Pois o mais curioso, aqui, é tentar descobrir se o que poderia ser visto como problema para um não é justamente o acerto de outro. Guaráestá longe de ser um filme perfeito. Mas é uma obra que se encaixa dentro de uma proposta. Assume uma estrutura que busca se encaixar dentro de um gênero bastante específico, o terror e a fantasia, porém ligados ao imaginário local. Lendas e folclores tipicamente brasileiros se confrontam com arquétipos clássicos do horror. Algo de muito ruim está prestes a acontecer. Mas se daria apenas no âmbito da ficção, ou a própria estrutura pela qual o enredo se sustenta também possui o objetivo de revelar essas precariedades?
Um lobo-guará corre solto pela rua. A cena é bonita, ainda que selvagem. Não se sabe se o animal está perdido ou em busca de alguém. Quer se esconder ou se mostrar? Ao se recolher a um beco escuro, a primeira opção parece mais razoável. Porém, a bola de um garoto acaba rolando até ele. E quando a criança vai ao seu encontro, a tragédia anunciada se confirma. O lobisomem – ou seria ‘guaráhomem’ – tem sua primeira vítima. Seriam sequências fortes, porém dentro de uma imagética compreensível. Só que, quando o ser fantástico volta a ser visto, não é mais o bicho de antes. Muito menos o homem do começo. Agora, o que é oferecido para a audiência é uma fantasia canhestra de lobo, obviamente vestida por um ator esforçando-se para ser convincente, tarefa essa que não executa sem perpassar pelo risível. Uma coisa, no entanto, é certa: o choque foi dado.
Entre uma cena longa – até demais para o formato escolhido – de dois policiais de vigia, que falam das férias, da família e outras coisas sem importância para o momento – e um plano-sequência que parece mais capricho estético do que uma necessidade narrativa, a fera segue fazendo suas vítimas. Enquanto isso, o espectador seguirá se perguntando como os figurantes não se desmancharam de rir diante de figurino tão patético. A falsidade ganha o centro do discurso. Quão mentiroso é um filme fantástico sobre um mito europeu no centro do Brasil? A cena final, no entanto, eleva a discussão a um outro patamar. O uivo ainda tem peso e relevância. Constrangedor ou merecedor de aplausos, ele precisa ganhar voz. O aviso está dado.

== Registros fornecidos ==
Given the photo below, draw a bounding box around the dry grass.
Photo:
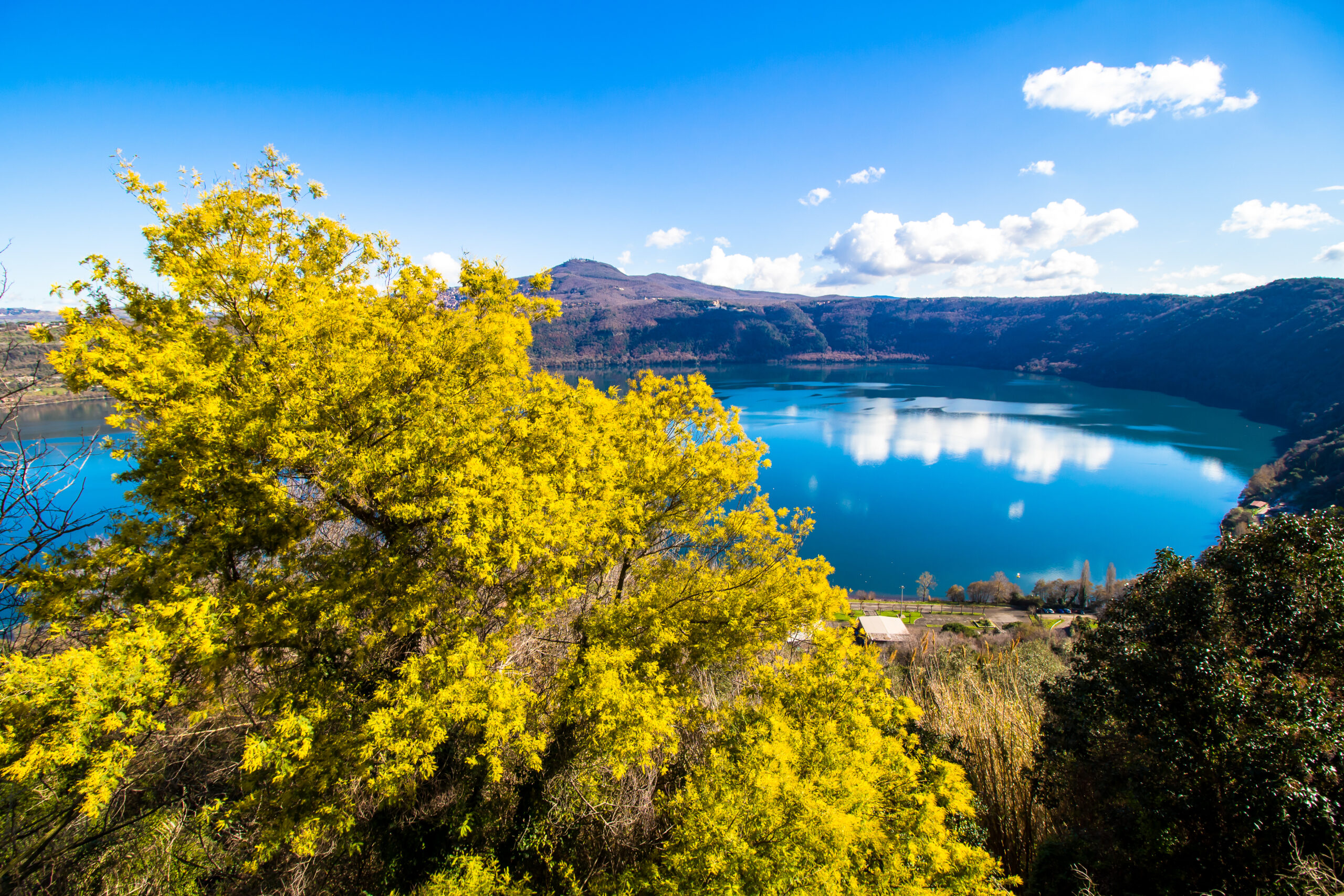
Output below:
[888,630,1066,879]
[1279,846,1344,896]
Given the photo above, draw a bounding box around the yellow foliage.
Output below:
[0,148,991,893]
[649,636,1000,894]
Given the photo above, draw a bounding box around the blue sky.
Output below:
[0,2,1344,307]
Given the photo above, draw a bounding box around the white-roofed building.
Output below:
[859,617,910,644]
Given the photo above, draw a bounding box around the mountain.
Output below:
[532,259,1344,427]
[532,259,1344,521]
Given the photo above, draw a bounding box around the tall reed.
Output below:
[888,631,1066,879]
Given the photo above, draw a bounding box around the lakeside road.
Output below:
[849,600,1097,636]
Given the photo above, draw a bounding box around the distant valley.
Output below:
[532,259,1344,521]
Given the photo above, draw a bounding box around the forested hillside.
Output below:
[532,260,1344,427]
[532,259,1344,521]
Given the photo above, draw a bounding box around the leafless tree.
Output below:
[0,245,103,639]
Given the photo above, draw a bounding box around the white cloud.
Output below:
[1219,199,1339,239]
[844,165,887,184]
[1022,59,1259,127]
[941,248,1101,296]
[421,252,461,282]
[1312,243,1344,262]
[644,227,691,248]
[676,246,802,293]
[821,199,1138,283]
[1154,265,1269,296]
[799,187,831,206]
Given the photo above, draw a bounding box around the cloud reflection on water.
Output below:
[823,399,1116,483]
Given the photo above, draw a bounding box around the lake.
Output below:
[24,364,1282,595]
[569,364,1282,595]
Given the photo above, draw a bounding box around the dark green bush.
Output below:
[1028,511,1344,896]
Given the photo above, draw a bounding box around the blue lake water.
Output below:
[10,364,1281,595]
[570,364,1282,595]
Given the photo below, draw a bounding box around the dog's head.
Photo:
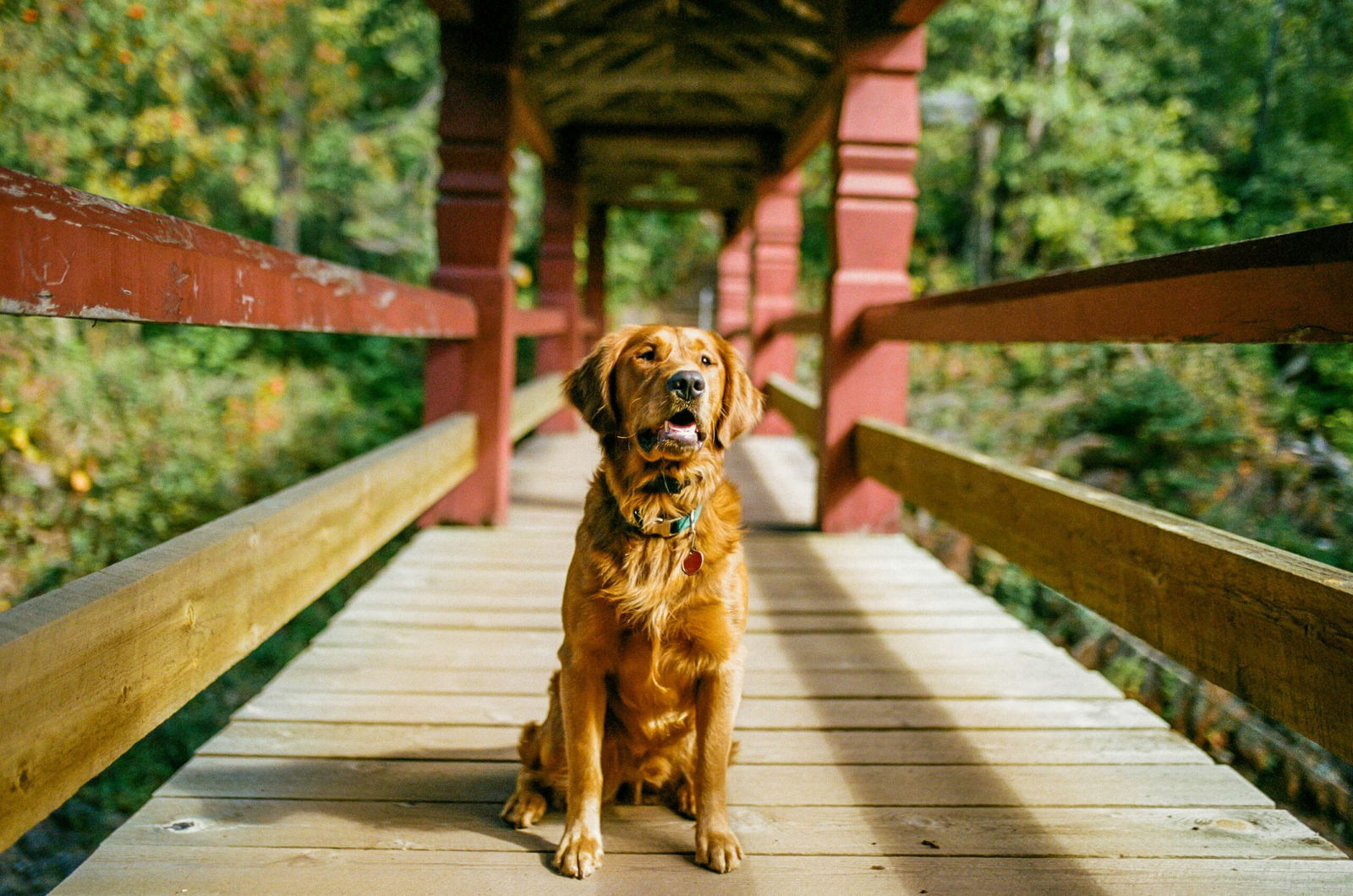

== Objetivo 1 ==
Quais frases da crítica sobre o filme Guará terminam com ponto de interrogação? Transcreva todas.
== Objetivo 2 ==
Você pode editar o trecho dos registros que vai da linha que contém "the white-roofed building." até a linha que contém "[888,631,1066,879]", com as duas incluídas, trocando "mountain" por "hill" e deixando todo o resto igual?

== Resultado do exercício 1 ==
Mas se daria apenas no âmbito da ficção, ou a própria estrutura pela qual o enredo se sustenta também possui o objetivo de revelar essas precariedades?
Quer se esconder ou se mostrar?
Quão mentiroso é um filme fantástico sobre um mito europeu no centro do Brasil?

== Resultado do exercício 2 ==
Given the photo above, draw a bounding box around the white-roofed building.
Output below:
[859,617,910,644]
Given the photo above, draw a bounding box around the hill.
Output below:
[532,259,1344,427]
[532,259,1344,521]
Given the photo above, draw a bounding box around the tall reed.
Output below:
[888,631,1066,879]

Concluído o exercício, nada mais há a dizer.